## EXTRAIT CITÉ
== == ==
Madagascar: Le manioc s'impose quand le prix du riz s'envole

Dans la région Atsimo-Andrefana du Grand Sud malgache, cette année encore, l'absence de pluie empêche les ménages de lancer le repiquage du riz, censé débuter en novembre. Bon marché, le manioc sec devient alors une alternative subie. Mais des acteurs de la région tentent d'inverser ce paradigme et de donner à cette plante, qui pousse en abondance dans le sud de l'île, toute sa place dans les assiettes des Malgaches.

Accroupi, vêtu d'une chemise turquoise ample, Richard remplit son grand cabas de morceaux de manioc sec. Cinq kilos pour nourrir ses cinq enfants. « Le riz, je ne peux plus me permettre d'en acheter... Le kapoaka [soit 285 grammes] est passé à 1000 ariary ... alors que j'achète le manioc sec à 1400 ariary le kilo ! Les temps sont durs. Sur le marché, on voit de moins en moins de stands d'agriculteurs ».

Nourriture du pauvre ?
== == ==
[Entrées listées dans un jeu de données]

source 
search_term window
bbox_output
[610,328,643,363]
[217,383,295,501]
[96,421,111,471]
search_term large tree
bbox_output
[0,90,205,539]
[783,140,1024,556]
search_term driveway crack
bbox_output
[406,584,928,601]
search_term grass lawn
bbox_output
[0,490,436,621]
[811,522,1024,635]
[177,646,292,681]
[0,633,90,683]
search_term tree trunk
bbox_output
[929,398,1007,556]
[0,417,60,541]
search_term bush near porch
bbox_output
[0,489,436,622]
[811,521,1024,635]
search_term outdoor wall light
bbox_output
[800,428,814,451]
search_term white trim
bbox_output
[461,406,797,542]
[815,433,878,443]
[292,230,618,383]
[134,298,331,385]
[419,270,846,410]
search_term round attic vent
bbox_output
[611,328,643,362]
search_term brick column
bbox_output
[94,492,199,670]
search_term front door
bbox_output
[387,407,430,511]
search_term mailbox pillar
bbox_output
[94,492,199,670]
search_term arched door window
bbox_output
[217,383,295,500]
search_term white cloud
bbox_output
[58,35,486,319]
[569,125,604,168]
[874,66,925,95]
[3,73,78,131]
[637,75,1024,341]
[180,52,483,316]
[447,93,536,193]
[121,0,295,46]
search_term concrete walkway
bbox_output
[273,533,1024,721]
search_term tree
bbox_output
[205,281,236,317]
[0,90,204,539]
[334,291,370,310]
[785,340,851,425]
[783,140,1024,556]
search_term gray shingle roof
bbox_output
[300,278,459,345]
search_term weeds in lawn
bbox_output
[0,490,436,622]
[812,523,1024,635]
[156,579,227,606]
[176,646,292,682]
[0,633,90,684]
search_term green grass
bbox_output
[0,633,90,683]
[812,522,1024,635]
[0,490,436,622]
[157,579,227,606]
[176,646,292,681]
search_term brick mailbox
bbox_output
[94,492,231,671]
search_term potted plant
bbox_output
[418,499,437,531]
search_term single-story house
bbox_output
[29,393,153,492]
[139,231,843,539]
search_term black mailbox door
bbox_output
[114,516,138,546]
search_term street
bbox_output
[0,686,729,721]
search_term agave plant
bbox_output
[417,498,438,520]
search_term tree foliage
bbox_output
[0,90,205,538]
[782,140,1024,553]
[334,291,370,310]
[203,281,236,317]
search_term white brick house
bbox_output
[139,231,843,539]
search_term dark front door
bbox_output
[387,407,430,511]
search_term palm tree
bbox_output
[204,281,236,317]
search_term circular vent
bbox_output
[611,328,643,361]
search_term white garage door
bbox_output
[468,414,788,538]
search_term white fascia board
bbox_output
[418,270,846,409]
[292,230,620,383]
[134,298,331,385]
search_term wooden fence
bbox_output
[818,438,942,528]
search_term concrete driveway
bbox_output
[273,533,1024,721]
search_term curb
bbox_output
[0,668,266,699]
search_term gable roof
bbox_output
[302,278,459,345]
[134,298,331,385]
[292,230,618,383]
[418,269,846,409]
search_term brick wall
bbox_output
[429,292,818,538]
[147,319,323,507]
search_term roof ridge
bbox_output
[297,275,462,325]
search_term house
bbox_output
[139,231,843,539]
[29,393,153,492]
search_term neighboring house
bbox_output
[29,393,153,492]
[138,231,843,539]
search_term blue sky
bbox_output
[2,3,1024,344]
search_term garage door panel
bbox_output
== == ==
## MISE EN PRATIQUE
- a) Pouvez-vous résumer en deux phrases l'article sur le manioc ?
- b) Recopiez mot pour mot le passage de l'article sur le manioc qui commence par « Madagascar: Le manioc » et se poursuit jusqu'à « assiettes des Malgaches. ».

## CORRIGÉ DES EXERCICES
- a) Dans la région Atsimo-Andrefana, l'absence de pluie empêche cette année encore le repiquage du riz, et le manioc sec, bon marché, devient une alternative subie, même si des acteurs de la région tentent de lui donner toute sa place dans les assiettes des Malgaches. Richard, qui ne peut plus se permettre d'acheter du riz, remplit son cabas de cinq kilos de manioc sec pour nourrir ses cinq enfants.

- b)
Madagascar: Le manioc s'impose quand le prix du riz s'envole

Dans la région Atsimo-Andrefana du Grand Sud malgache, cette année encore, l'absence de pluie empêche les ménages de lancer le repiquage du riz, censé débuter en novembre. Bon marché, le manioc sec devient alors une alternative subie. Mais des acteurs de la région tentent d'inverser ce paradigme et de donner à cette plante, qui pousse en abondance dans le sud de l'île, toute sa place dans les assiettes des Malgaches.